[Your instructions]
Convert the lines of the items below into a JSON list of strings, one string per line, skipping blank lines. Leave the pictures out of your answer.

[Raw records]

====

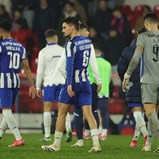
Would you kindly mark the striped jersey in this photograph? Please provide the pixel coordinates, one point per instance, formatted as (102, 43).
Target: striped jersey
(78, 51)
(11, 55)
(48, 59)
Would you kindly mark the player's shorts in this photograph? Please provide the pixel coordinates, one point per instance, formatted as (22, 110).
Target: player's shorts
(150, 93)
(94, 97)
(134, 104)
(51, 93)
(8, 97)
(83, 94)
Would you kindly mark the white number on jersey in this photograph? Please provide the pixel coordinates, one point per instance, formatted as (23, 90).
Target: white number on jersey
(14, 60)
(85, 58)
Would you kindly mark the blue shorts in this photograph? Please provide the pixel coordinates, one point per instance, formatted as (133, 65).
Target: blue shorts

====

[Output below]
[
  "Would you kindly mark the striped jersey in this photograph? Please provide the pixel coordinates, one point per instance, formatted as (102, 43).",
  "Target: striped jersey",
  "(78, 51)",
  "(11, 55)",
  "(48, 59)",
  "Would you kindly mark the player's shorts in this photograph? Please provide the pixel coordinates, one point per instance, formatted as (22, 110).",
  "Target: player's shorts",
  "(150, 93)",
  "(94, 97)",
  "(134, 104)",
  "(51, 93)",
  "(8, 97)",
  "(83, 94)",
  "Would you kindly mark the white number on jersey in this photograph? Please provide the pixel coordinates, one point per instance, formatted as (23, 90).",
  "Target: white number on jersey",
  "(14, 60)",
  "(85, 58)",
  "Would you kindly mark the blue shorts in this photograph? Please provide the pixel coordinates, one point per instance, formatted as (133, 65).",
  "Target: blue shorts"
]